Après l'abrogation de l'arrêt Roe v Wade par la Cour suprême des États-Unis le 24 juin 2022, les travailleurs du secteur technologique et les défenseurs de la vie privée ont exprimé leurs inquiétudes quant à la manière dont les données privées stockées par les plateformes en ligne pourraient à l'avenir être utilisées contre les personnes souhaitant avorter. Cependant, Facebook n'a pas attendu la décision de la Cour suprême des États-Unis pour commencer à collaborer avec les forces de l'ordre. Dans le cadre d'une plainte pour avortement illégal, il s'est conformé à un mandat du Nebraska début juin, et a fourni des informations privées sur les accusées.

DONNÉES FOURNIES
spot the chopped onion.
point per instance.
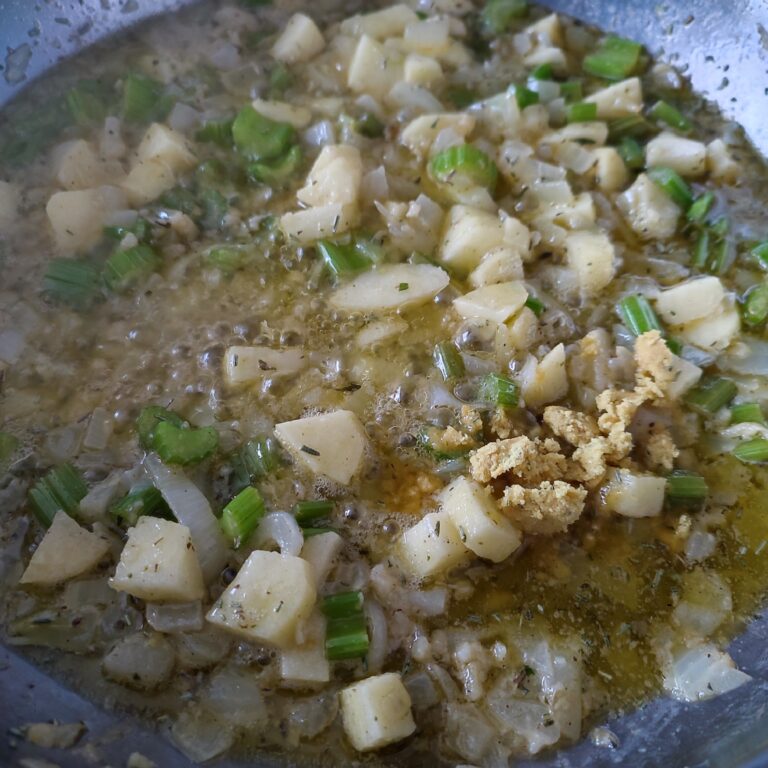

CONSIGNE 1
D'après l'extrait, à quelle date la Cour suprême des États-Unis a-t-elle abrogé l'arrêt Roe v Wade ?
CONSIGNE 2
Recopiez le passage de l'extrait compris entre « Après l'abrogation de » et « sur les accusées. », ces mots inclus.
La liste ci-dessus n'intervient pas dans cet exercice.

RÉPONSE ATTENDUE 1
Le 24 juin 2022.

RÉPONSE ATTENDUE 2
Après l'abrogation de l'arrêt Roe v Wade par la Cour suprême des États-Unis le 24 juin 2022, les travailleurs du secteur technologique et les défenseurs de la vie privée ont exprimé leurs inquiétudes quant à la manière dont les données privées stockées par les plateformes en ligne pourraient à l'avenir être utilisées contre les personnes souhaitant avorter. Cependant, Facebook n'a pas attendu la décision de la Cour suprême des États-Unis pour commencer à collaborer avec les forces de l'ordre. Dans le cadre d'une plainte pour avortement illégal, il s'est conformé à un mandat du Nebraska début juin, et a fourni des informations privées sur les accusées.